▶ EXERCISE BRIEF
Give the lines below as a numbered list, leaving out the blank lines.

— Begin STORED RECORDS —

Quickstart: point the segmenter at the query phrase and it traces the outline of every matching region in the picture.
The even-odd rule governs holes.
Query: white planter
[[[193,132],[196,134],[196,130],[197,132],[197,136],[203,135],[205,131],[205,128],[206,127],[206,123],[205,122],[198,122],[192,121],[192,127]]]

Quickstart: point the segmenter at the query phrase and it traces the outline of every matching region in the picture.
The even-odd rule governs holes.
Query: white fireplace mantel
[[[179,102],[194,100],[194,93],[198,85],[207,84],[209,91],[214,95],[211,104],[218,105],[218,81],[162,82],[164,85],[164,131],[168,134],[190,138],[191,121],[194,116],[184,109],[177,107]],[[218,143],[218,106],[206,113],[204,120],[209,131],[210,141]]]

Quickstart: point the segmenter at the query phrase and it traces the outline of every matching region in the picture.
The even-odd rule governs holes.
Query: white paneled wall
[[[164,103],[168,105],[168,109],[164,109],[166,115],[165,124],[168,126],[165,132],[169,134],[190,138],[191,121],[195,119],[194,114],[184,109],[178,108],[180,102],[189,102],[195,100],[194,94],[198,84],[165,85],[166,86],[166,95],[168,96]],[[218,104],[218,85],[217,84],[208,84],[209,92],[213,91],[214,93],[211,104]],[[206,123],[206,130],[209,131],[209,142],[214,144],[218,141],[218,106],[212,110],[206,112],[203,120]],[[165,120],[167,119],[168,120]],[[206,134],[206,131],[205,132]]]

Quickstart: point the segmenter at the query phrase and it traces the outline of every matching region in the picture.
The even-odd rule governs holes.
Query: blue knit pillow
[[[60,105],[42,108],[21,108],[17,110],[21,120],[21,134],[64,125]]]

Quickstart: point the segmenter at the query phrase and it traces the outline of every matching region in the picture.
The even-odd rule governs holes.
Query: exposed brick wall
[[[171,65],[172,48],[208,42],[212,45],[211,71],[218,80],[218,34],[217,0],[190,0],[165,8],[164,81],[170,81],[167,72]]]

— End STORED RECORDS —

▶ RIGHT ANSWER
1. Quickstart: point the segmenter at the query phrase and it traces the outline of every matching region in the picture.
2. The even-odd rule governs holes.
3. Query: white planter
4. [[[193,132],[196,134],[196,130],[197,132],[197,136],[203,135],[205,131],[205,128],[206,127],[206,123],[205,122],[198,122],[192,121],[192,127]]]
5. Quickstart: point the segmenter at the query phrase and it traces the outline of every matching region in the picture.
6. The even-odd rule governs holes.
7. Query: white fireplace mantel
8. [[[179,102],[194,100],[194,93],[198,85],[207,84],[209,91],[214,95],[211,104],[218,105],[218,81],[162,82],[164,85],[164,131],[168,134],[190,138],[191,121],[194,116],[184,109],[177,107]],[[218,143],[218,106],[206,113],[204,120],[209,131],[210,141]]]
9. Quickstart: point the segmenter at the query phrase and it traces the outline of every matching region in the picture.
10. The even-odd rule governs holes.
11. Query: white paneled wall
12. [[[164,103],[168,105],[168,109],[164,109],[166,115],[165,124],[168,126],[165,132],[169,134],[190,138],[191,121],[195,119],[194,114],[184,109],[178,108],[180,102],[189,102],[195,100],[194,94],[198,84],[165,85],[166,86],[166,95],[168,96]],[[218,104],[218,85],[217,84],[208,84],[209,92],[213,91],[214,93],[211,104]],[[206,123],[206,130],[209,131],[209,142],[214,144],[218,141],[218,106],[212,110],[206,112],[203,120]],[[165,120],[167,119],[168,120]],[[206,134],[206,131],[205,132]]]
13. Quickstart: point the segmenter at the query phrase and it traces the outline of every matching region in the picture.
14. The even-odd rule governs holes.
15. Query: blue knit pillow
16. [[[60,105],[42,108],[21,108],[17,110],[21,120],[21,134],[64,125]]]
17. Quickstart: point the segmenter at the query phrase and it traces the outline of every matching region in the picture.
18. The even-odd rule governs holes.
19. Query: exposed brick wall
20. [[[171,65],[172,48],[208,42],[212,45],[211,71],[218,80],[218,34],[217,0],[190,0],[165,8],[164,81],[170,81],[167,72]]]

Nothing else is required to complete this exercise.